### Selected extract
___
# SIP 01490 Variable Speed Woodturning Lathe is broken



## djmitch62 (16 Jun 2012)

My SIP 01490 Variable Speed Woodturning Lathe is broken - the "Pulley - spindle (R)" to be precise (according to the User Manual). A small chunk has broken off this pulley and the Rack that moves in and out to adjust the lathe speed is jammed in the break, preventing the spindle from turning. I have found the price of the part - best part of £37. Can't find a local qualified engineer who could look at it for me (don't feel it's something I could do myself). Contacted SIP and they put me in touch with the most 'local' firm they used. They are based in Manchester. I'm in Chesterfield! I phoned this firm and, taking into account the distance they'd have to travel, it would cost £201, plus parts!! The lathe itself only cost me £250.

Does anyone know whether I can get this repaired for a more affordable price?

Thanks.


----------



## djmitch62 (16 Jun 2012)

The offending article...
___
### Given data
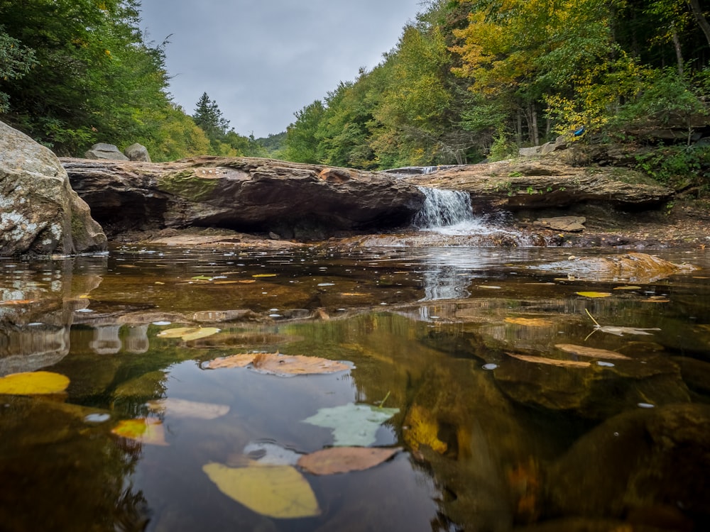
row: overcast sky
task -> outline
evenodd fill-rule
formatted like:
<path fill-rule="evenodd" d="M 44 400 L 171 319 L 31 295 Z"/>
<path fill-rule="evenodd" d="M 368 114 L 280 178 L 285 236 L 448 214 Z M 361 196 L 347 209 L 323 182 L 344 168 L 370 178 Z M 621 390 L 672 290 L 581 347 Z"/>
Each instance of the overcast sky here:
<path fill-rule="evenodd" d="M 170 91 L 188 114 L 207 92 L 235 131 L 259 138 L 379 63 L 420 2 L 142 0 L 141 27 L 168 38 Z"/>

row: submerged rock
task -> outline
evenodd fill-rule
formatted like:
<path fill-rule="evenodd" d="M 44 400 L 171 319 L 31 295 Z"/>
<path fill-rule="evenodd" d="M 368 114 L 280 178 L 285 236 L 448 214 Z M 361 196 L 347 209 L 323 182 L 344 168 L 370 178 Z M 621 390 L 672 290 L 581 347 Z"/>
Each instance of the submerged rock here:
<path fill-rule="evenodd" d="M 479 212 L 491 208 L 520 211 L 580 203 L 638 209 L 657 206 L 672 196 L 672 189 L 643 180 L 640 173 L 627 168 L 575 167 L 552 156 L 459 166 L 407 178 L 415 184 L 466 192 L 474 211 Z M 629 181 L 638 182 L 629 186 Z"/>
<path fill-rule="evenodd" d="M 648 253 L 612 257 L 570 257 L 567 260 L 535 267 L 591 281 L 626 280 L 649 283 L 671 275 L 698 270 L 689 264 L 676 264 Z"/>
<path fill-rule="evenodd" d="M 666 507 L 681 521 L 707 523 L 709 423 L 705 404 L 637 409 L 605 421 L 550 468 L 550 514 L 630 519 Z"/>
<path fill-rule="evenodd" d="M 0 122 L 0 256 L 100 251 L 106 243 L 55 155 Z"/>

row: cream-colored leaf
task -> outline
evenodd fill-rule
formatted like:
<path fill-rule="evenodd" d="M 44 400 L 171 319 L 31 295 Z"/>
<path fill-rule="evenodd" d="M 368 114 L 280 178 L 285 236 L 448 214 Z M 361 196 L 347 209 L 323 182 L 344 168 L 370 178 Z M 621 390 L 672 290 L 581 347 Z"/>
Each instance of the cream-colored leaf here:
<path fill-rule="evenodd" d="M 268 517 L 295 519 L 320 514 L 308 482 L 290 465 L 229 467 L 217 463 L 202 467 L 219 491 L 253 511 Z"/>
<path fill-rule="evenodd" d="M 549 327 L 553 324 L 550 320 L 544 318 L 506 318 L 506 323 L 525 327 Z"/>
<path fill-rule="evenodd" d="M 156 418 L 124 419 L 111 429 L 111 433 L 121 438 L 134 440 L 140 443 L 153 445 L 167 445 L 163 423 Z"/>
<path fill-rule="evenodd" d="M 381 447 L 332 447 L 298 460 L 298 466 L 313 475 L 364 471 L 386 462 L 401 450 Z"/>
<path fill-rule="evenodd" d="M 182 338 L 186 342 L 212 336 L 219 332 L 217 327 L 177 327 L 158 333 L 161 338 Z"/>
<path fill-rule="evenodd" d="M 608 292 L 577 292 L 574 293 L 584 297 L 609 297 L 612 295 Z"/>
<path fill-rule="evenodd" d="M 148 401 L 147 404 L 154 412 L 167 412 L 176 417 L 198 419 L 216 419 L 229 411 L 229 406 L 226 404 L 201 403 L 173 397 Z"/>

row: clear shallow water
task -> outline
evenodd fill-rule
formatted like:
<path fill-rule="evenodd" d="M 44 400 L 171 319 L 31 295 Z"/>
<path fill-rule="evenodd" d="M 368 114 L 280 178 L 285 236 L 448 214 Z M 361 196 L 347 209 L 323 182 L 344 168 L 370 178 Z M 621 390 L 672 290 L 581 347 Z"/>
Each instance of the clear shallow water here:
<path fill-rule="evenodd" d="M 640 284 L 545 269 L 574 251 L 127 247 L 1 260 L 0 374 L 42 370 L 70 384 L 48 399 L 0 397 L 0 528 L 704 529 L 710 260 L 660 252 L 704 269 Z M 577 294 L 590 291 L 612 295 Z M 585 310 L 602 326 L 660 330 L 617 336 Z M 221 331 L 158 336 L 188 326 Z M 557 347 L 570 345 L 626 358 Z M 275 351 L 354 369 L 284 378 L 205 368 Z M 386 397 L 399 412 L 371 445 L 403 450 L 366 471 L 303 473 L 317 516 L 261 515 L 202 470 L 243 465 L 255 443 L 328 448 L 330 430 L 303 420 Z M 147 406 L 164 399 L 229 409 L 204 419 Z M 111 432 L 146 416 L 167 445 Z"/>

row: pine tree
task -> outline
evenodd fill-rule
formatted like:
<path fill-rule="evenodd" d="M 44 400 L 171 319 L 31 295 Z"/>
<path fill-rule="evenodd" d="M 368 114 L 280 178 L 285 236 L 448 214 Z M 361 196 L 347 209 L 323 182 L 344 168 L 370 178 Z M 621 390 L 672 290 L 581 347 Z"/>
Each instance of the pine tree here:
___
### Instructions to follow
In the thread about the broken woodturning lathe, what did the lathe itself originally cost?

### Task output
£250